- **EXERCISE BRIEF**: In the listing below, report how many lines include the string "rock", giving only that number.

- **DATA TO PROCESS**:

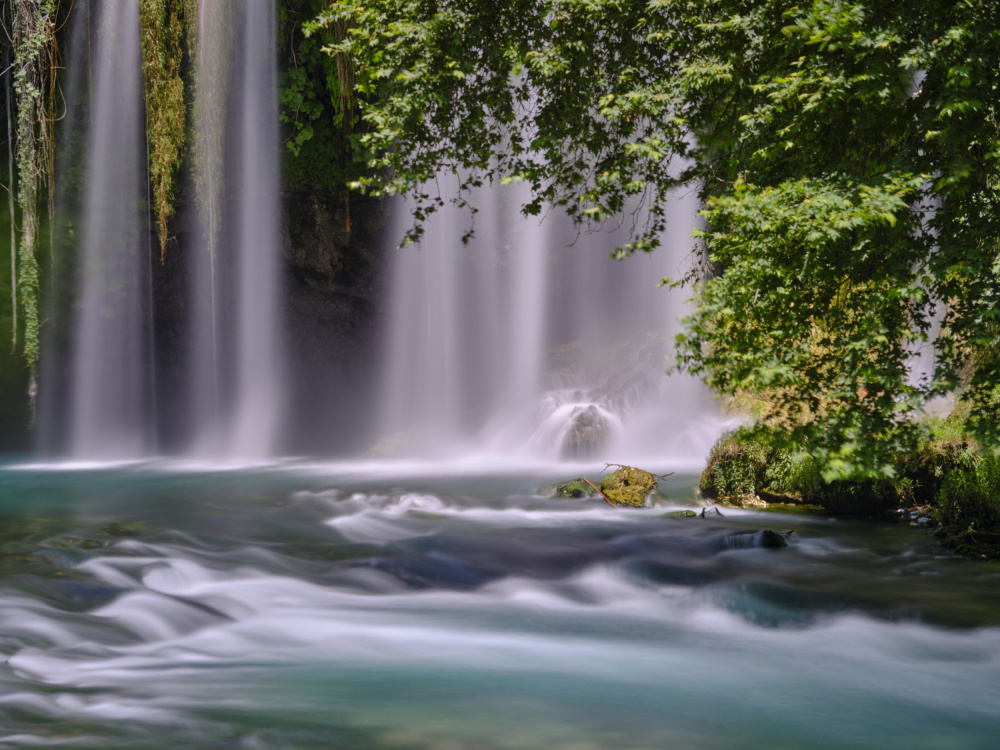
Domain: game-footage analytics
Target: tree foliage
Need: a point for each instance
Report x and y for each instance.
(846, 152)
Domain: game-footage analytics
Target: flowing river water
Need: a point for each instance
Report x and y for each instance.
(297, 605)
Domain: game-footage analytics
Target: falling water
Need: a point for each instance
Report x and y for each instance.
(236, 378)
(111, 399)
(530, 341)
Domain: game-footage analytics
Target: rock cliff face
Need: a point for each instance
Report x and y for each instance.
(334, 278)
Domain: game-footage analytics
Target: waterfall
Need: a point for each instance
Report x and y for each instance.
(531, 342)
(111, 411)
(236, 383)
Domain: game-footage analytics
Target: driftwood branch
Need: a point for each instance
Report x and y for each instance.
(621, 466)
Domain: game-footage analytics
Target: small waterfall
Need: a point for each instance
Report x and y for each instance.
(530, 341)
(111, 411)
(236, 383)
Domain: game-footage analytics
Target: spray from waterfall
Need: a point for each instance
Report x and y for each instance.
(530, 342)
(111, 403)
(236, 378)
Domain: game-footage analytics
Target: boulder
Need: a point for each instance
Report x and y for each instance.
(628, 486)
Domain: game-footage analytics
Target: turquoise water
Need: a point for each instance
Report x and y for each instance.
(166, 605)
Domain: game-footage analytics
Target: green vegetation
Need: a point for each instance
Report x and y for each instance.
(33, 25)
(946, 477)
(846, 152)
(163, 36)
(628, 486)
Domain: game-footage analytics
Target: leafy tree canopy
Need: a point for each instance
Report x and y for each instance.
(846, 152)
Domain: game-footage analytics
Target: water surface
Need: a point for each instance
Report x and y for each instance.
(370, 605)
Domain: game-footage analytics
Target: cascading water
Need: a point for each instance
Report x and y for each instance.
(236, 379)
(529, 341)
(111, 412)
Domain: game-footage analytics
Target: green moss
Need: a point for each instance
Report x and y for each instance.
(628, 486)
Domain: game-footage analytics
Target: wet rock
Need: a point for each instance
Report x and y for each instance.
(574, 488)
(764, 539)
(628, 486)
(587, 435)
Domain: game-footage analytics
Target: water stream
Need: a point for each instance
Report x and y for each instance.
(406, 606)
(111, 413)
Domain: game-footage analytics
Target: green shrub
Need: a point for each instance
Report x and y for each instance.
(969, 497)
(737, 465)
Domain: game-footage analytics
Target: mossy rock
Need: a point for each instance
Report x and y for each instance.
(743, 501)
(574, 488)
(628, 486)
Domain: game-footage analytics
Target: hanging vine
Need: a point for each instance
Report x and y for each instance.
(163, 36)
(33, 32)
(212, 50)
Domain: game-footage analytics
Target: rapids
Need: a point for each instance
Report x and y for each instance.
(392, 605)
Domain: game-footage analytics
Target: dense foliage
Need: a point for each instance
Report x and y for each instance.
(845, 150)
(33, 23)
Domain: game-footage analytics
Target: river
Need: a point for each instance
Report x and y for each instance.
(447, 607)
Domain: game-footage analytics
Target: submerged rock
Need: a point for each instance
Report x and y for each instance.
(764, 539)
(682, 514)
(574, 488)
(628, 486)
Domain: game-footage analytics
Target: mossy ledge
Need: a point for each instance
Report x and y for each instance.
(946, 478)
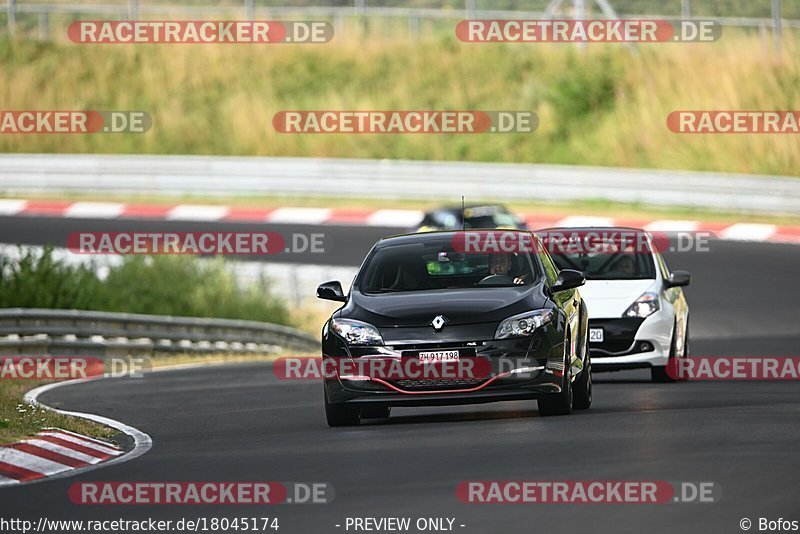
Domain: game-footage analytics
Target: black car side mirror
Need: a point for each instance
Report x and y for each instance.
(568, 279)
(331, 291)
(678, 278)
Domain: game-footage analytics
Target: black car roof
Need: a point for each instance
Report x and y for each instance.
(590, 229)
(429, 237)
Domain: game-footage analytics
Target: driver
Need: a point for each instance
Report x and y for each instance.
(500, 264)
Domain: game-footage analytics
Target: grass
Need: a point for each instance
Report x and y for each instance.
(175, 285)
(602, 107)
(19, 420)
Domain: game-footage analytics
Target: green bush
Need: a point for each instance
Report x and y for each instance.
(161, 285)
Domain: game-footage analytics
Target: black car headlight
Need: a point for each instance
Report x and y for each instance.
(524, 324)
(356, 332)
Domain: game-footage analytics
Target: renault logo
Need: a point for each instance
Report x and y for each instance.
(438, 322)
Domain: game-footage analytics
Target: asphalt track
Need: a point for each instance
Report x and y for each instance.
(239, 422)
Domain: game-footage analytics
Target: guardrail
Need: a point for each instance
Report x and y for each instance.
(34, 331)
(134, 10)
(393, 179)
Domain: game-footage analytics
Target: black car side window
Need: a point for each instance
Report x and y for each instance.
(550, 269)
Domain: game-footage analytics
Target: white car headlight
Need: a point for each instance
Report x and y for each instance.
(644, 306)
(356, 332)
(523, 324)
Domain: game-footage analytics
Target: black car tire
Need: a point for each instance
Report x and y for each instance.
(376, 412)
(582, 388)
(559, 403)
(341, 414)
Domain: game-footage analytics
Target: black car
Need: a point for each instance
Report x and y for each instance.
(471, 217)
(418, 304)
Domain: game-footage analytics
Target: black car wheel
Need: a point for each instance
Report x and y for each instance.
(341, 414)
(582, 388)
(559, 403)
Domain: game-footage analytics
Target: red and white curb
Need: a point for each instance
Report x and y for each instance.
(369, 217)
(51, 452)
(55, 453)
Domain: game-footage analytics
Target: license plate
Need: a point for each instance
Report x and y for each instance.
(596, 335)
(438, 356)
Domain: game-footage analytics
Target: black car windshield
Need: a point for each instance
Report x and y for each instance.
(430, 266)
(607, 266)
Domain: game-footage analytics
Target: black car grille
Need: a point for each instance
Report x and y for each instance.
(437, 383)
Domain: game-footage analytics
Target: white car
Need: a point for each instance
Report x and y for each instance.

- **YOUR SOLUTION**: 4